Saved entries:
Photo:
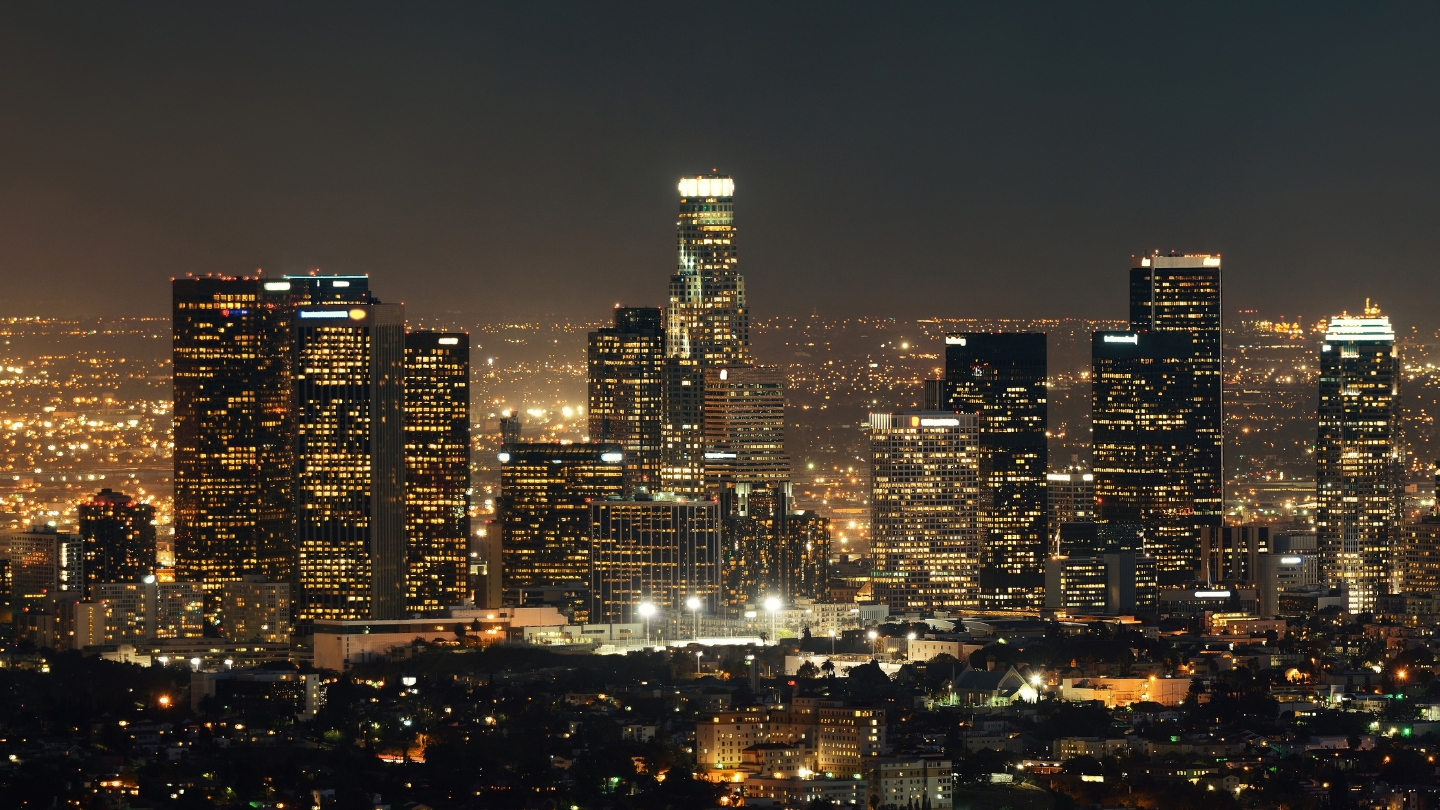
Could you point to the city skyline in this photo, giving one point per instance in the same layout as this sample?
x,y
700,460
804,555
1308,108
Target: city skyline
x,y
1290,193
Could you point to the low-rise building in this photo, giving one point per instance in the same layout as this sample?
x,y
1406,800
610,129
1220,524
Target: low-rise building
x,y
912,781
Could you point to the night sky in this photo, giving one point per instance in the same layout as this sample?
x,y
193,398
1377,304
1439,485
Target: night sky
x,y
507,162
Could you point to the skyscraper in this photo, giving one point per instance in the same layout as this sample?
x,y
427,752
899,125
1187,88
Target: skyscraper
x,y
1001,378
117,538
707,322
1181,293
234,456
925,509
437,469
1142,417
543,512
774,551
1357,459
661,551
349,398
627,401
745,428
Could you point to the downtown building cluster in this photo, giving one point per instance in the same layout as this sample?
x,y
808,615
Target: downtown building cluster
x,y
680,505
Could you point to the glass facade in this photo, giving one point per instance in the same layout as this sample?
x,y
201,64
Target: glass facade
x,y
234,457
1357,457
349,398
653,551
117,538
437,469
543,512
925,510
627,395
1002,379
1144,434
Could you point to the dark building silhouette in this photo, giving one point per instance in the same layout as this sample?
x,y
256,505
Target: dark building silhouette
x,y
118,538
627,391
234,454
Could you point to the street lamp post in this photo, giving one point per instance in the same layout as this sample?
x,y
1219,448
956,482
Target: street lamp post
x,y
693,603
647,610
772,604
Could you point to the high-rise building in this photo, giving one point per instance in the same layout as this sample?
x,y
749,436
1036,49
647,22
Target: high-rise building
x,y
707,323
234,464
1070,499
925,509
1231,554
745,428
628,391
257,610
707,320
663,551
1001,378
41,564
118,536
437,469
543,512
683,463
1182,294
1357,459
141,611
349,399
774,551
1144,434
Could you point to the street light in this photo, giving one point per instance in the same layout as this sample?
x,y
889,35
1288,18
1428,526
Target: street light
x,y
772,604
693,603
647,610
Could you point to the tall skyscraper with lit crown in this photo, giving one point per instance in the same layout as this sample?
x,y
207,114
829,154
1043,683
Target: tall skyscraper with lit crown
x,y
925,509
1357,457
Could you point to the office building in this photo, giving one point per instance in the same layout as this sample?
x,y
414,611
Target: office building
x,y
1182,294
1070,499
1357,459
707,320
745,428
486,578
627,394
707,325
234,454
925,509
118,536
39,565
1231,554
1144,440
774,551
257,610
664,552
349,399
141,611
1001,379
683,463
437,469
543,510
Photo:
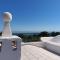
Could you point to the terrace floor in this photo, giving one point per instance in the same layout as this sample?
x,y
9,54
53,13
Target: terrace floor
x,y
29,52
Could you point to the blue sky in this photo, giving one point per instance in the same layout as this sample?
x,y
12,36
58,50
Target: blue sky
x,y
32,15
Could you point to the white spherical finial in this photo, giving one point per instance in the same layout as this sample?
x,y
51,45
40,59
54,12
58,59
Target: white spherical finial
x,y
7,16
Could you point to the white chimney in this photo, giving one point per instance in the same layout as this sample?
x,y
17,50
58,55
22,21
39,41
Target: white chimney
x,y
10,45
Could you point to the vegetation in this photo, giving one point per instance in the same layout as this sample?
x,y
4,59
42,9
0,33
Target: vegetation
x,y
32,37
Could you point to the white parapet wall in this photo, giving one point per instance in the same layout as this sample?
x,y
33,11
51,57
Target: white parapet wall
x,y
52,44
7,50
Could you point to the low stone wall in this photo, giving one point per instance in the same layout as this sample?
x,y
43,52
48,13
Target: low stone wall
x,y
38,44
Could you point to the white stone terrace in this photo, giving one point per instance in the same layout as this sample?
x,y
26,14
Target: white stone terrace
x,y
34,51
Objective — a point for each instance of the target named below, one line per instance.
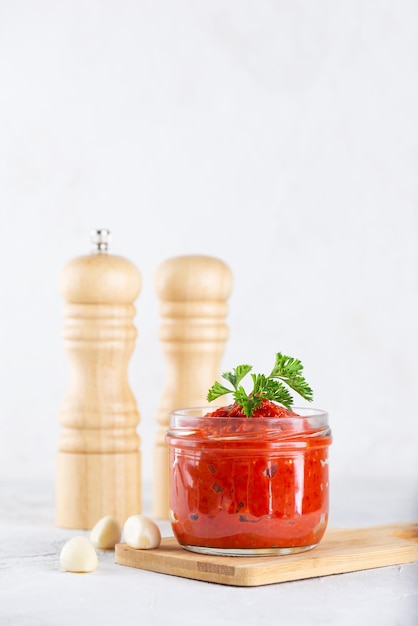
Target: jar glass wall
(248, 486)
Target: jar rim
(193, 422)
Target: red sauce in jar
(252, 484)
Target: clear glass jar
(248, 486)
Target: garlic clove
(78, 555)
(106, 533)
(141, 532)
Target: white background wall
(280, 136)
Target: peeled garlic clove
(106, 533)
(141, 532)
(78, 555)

-- What is expected --
Scale the lines from the line with "Target: jar rim" through the end of the records, both included, by rewriting each one with every point coordinate multiplied by 2.55 and rounded to a whole number, halves up. Keep all other text on those lines unchanged.

-- Solution to the exercise --
Target: jar rim
(492, 1076)
Target: red sauce in jar
(643, 1234)
Target: clear glass jar
(632, 1239)
Target: garlic clove
(199, 1415)
(270, 1359)
(360, 1357)
Target: white background wall
(714, 347)
Target: peeled garlic clove
(270, 1359)
(360, 1357)
(199, 1415)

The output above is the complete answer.